● **WHAT IS EXPECTED**:
Please pull out every line below that contains the string "ground" and copy each one. Matching is case-sensitive.

— Start THE INPUT —

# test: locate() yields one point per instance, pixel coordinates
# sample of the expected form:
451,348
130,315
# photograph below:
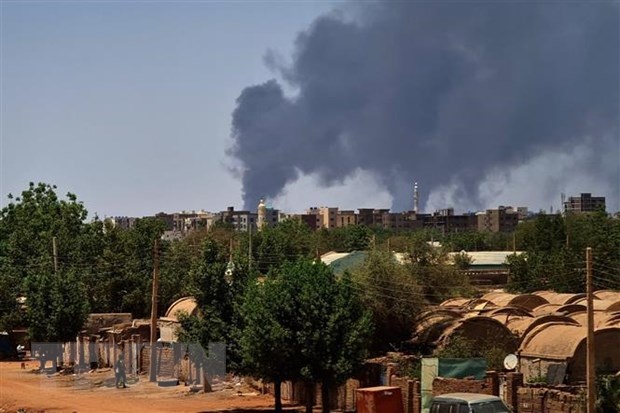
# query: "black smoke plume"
436,92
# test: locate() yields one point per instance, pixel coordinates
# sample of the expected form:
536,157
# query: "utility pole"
55,252
590,373
153,376
250,248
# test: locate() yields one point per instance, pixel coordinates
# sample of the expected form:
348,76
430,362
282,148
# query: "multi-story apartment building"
446,221
584,203
123,222
346,218
240,220
502,219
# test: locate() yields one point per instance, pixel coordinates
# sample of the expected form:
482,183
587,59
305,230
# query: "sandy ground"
95,392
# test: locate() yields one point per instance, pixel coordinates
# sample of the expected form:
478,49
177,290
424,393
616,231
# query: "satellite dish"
510,362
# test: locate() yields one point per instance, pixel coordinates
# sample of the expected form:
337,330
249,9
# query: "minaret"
262,215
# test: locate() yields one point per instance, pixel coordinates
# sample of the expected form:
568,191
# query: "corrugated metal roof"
486,258
342,261
185,304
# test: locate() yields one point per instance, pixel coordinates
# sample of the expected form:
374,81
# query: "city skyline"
131,105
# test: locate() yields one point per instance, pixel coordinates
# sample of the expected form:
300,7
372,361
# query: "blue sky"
128,105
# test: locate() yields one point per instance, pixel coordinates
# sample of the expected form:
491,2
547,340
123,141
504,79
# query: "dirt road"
95,392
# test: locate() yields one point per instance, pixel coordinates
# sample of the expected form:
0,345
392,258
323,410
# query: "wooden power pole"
590,373
153,362
55,252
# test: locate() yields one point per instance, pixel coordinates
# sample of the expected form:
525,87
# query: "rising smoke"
445,93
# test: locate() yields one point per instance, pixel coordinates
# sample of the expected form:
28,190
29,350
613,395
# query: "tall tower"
262,215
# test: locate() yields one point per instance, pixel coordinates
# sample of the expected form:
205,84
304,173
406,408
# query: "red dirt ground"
95,392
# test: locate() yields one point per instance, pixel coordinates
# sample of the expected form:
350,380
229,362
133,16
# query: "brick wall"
548,400
410,391
490,385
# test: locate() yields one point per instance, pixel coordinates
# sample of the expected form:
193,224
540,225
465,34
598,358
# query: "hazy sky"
128,105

— End THE INPUT —

● **RESPONSE**:
# query: "sandy ground"
# query: "red dirt ground"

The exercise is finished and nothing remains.